(Dataset records)

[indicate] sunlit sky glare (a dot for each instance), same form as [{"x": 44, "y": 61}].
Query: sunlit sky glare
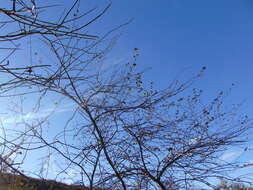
[{"x": 179, "y": 37}]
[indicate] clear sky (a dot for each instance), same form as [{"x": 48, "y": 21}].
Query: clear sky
[
  {"x": 178, "y": 37},
  {"x": 181, "y": 36}
]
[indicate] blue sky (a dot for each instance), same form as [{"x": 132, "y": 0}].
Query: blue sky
[{"x": 179, "y": 37}]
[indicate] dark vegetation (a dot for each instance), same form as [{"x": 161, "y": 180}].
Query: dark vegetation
[{"x": 127, "y": 133}]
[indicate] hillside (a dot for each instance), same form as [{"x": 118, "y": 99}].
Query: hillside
[{"x": 17, "y": 182}]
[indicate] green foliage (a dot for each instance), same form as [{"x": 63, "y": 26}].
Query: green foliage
[
  {"x": 225, "y": 185},
  {"x": 16, "y": 182}
]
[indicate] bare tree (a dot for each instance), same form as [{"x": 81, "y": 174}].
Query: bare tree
[{"x": 127, "y": 134}]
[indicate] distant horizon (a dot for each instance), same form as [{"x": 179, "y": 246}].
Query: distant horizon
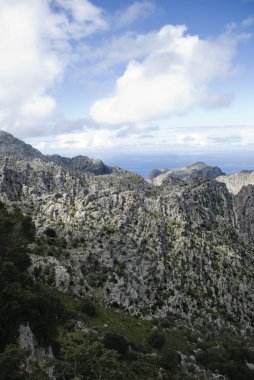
[{"x": 148, "y": 77}]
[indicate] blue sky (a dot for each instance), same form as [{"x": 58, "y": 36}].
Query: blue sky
[{"x": 116, "y": 79}]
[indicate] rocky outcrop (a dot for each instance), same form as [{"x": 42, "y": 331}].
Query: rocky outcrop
[
  {"x": 236, "y": 181},
  {"x": 183, "y": 248},
  {"x": 36, "y": 353},
  {"x": 199, "y": 169},
  {"x": 16, "y": 149}
]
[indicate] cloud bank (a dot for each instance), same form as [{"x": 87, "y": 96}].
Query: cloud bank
[{"x": 175, "y": 76}]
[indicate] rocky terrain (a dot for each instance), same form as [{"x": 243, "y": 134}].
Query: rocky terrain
[
  {"x": 180, "y": 246},
  {"x": 199, "y": 169},
  {"x": 175, "y": 251}
]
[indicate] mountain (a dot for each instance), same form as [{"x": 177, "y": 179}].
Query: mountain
[
  {"x": 16, "y": 149},
  {"x": 177, "y": 255},
  {"x": 236, "y": 181},
  {"x": 199, "y": 169},
  {"x": 12, "y": 147}
]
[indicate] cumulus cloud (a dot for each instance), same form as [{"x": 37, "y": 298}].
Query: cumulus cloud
[
  {"x": 35, "y": 47},
  {"x": 173, "y": 77},
  {"x": 136, "y": 11}
]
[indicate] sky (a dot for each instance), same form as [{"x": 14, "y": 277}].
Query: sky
[{"x": 135, "y": 83}]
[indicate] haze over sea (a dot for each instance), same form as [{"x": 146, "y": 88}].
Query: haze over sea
[{"x": 143, "y": 164}]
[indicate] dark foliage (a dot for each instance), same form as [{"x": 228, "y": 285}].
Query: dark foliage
[{"x": 116, "y": 342}]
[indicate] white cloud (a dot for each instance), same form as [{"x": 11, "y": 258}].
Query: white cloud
[
  {"x": 35, "y": 48},
  {"x": 136, "y": 11},
  {"x": 81, "y": 141},
  {"x": 173, "y": 77},
  {"x": 248, "y": 21}
]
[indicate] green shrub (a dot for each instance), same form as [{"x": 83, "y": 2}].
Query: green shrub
[
  {"x": 89, "y": 308},
  {"x": 156, "y": 340},
  {"x": 116, "y": 342}
]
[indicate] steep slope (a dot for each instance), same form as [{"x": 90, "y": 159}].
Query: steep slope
[
  {"x": 236, "y": 181},
  {"x": 12, "y": 147},
  {"x": 199, "y": 169},
  {"x": 149, "y": 250},
  {"x": 16, "y": 149}
]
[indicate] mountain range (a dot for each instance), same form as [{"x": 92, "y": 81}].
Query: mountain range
[{"x": 177, "y": 245}]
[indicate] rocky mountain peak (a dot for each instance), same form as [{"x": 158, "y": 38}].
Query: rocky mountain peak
[
  {"x": 12, "y": 147},
  {"x": 236, "y": 181},
  {"x": 18, "y": 150},
  {"x": 198, "y": 169}
]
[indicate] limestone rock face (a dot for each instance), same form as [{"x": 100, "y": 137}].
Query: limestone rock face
[
  {"x": 184, "y": 247},
  {"x": 199, "y": 169},
  {"x": 236, "y": 181}
]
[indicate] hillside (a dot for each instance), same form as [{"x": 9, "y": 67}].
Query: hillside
[{"x": 177, "y": 255}]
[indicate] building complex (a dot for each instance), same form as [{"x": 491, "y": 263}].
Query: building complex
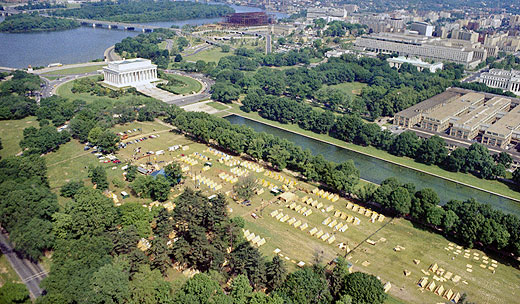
[
  {"x": 502, "y": 79},
  {"x": 130, "y": 72},
  {"x": 491, "y": 119}
]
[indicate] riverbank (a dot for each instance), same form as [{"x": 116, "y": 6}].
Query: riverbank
[{"x": 491, "y": 187}]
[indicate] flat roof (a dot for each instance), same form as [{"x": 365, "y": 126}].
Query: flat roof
[
  {"x": 479, "y": 115},
  {"x": 456, "y": 106},
  {"x": 507, "y": 124},
  {"x": 426, "y": 105}
]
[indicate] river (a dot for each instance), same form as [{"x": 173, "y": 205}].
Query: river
[
  {"x": 78, "y": 45},
  {"x": 376, "y": 170}
]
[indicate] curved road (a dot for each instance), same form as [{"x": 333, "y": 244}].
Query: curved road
[{"x": 29, "y": 272}]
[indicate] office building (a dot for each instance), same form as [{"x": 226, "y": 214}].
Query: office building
[
  {"x": 130, "y": 72},
  {"x": 502, "y": 79}
]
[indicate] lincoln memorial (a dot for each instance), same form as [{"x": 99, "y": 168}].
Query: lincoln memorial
[{"x": 130, "y": 72}]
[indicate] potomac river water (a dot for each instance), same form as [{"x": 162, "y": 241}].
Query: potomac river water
[
  {"x": 376, "y": 170},
  {"x": 83, "y": 44}
]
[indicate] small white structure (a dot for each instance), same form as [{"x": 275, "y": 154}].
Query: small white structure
[{"x": 130, "y": 72}]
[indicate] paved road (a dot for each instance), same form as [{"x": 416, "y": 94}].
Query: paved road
[
  {"x": 30, "y": 273},
  {"x": 111, "y": 55},
  {"x": 50, "y": 86}
]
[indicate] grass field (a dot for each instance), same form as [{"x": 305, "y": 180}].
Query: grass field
[
  {"x": 12, "y": 133},
  {"x": 296, "y": 245},
  {"x": 211, "y": 55},
  {"x": 219, "y": 106},
  {"x": 182, "y": 84},
  {"x": 70, "y": 161},
  {"x": 65, "y": 91},
  {"x": 70, "y": 71},
  {"x": 490, "y": 185}
]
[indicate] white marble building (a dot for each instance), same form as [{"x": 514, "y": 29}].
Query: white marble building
[
  {"x": 130, "y": 72},
  {"x": 502, "y": 79}
]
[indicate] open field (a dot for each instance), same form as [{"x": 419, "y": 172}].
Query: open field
[
  {"x": 466, "y": 178},
  {"x": 65, "y": 91},
  {"x": 71, "y": 71},
  {"x": 12, "y": 133},
  {"x": 70, "y": 160},
  {"x": 211, "y": 55},
  {"x": 297, "y": 245}
]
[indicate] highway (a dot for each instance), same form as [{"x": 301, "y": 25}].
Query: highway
[{"x": 29, "y": 272}]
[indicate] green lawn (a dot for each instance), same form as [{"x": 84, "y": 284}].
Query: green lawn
[
  {"x": 70, "y": 160},
  {"x": 217, "y": 105},
  {"x": 71, "y": 71},
  {"x": 12, "y": 133},
  {"x": 65, "y": 91},
  {"x": 181, "y": 84},
  {"x": 211, "y": 55},
  {"x": 466, "y": 178}
]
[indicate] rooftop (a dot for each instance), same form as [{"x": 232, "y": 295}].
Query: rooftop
[{"x": 507, "y": 124}]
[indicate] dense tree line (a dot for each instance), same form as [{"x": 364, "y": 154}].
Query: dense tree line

* **DESCRIPTION OF THE TASK**: From the line with "[indicate] potomac river" to the last line of the material, give every line again exactly, and only those lines.

* **RESULT OF THIS TASK**:
[indicate] potomac river water (a dot for each instance), same form as [{"x": 162, "y": 241}].
Query: potomac river water
[
  {"x": 376, "y": 170},
  {"x": 83, "y": 44}
]
[indicate] small white structure (a dot for each instance), same form as [{"x": 275, "y": 154}].
Query: small white structure
[{"x": 130, "y": 72}]
[indicate] paved road (a dot for each instance), same form as [{"x": 416, "y": 94}].
Query: paved road
[
  {"x": 30, "y": 273},
  {"x": 111, "y": 55},
  {"x": 50, "y": 86}
]
[indicate] grass field (a dot for each instance), same form as [{"x": 305, "y": 180}].
Query: grass field
[
  {"x": 12, "y": 133},
  {"x": 296, "y": 245},
  {"x": 211, "y": 55},
  {"x": 219, "y": 106},
  {"x": 182, "y": 84},
  {"x": 70, "y": 161},
  {"x": 65, "y": 91},
  {"x": 70, "y": 71},
  {"x": 490, "y": 185}
]
[indicate] white marble building (a dot for each instance), same form as [{"x": 514, "y": 29}].
Query: white marble building
[
  {"x": 130, "y": 72},
  {"x": 502, "y": 79}
]
[indicate] open field (a dot for each instance), same form as [{"x": 419, "y": 172}].
Query: open field
[
  {"x": 466, "y": 178},
  {"x": 65, "y": 91},
  {"x": 71, "y": 71},
  {"x": 12, "y": 133},
  {"x": 70, "y": 160},
  {"x": 211, "y": 55},
  {"x": 297, "y": 245}
]
[indicate] highway (a dot for each instance), same form as [{"x": 301, "y": 25}].
Query: highway
[{"x": 29, "y": 272}]
[indicate] green lawn (a dot for each instance), same form as [{"x": 84, "y": 284}].
Query: green lawn
[
  {"x": 70, "y": 160},
  {"x": 217, "y": 105},
  {"x": 71, "y": 71},
  {"x": 12, "y": 133},
  {"x": 65, "y": 91},
  {"x": 181, "y": 84},
  {"x": 211, "y": 55},
  {"x": 466, "y": 178}
]
[indicate] rooftop (a dot for each instance), same form as [{"x": 232, "y": 295}].
Query: rooftop
[{"x": 507, "y": 124}]
[indicate] dense tree line (a dot for each instance), same form as [{"x": 364, "y": 154}].
Query: dense tree line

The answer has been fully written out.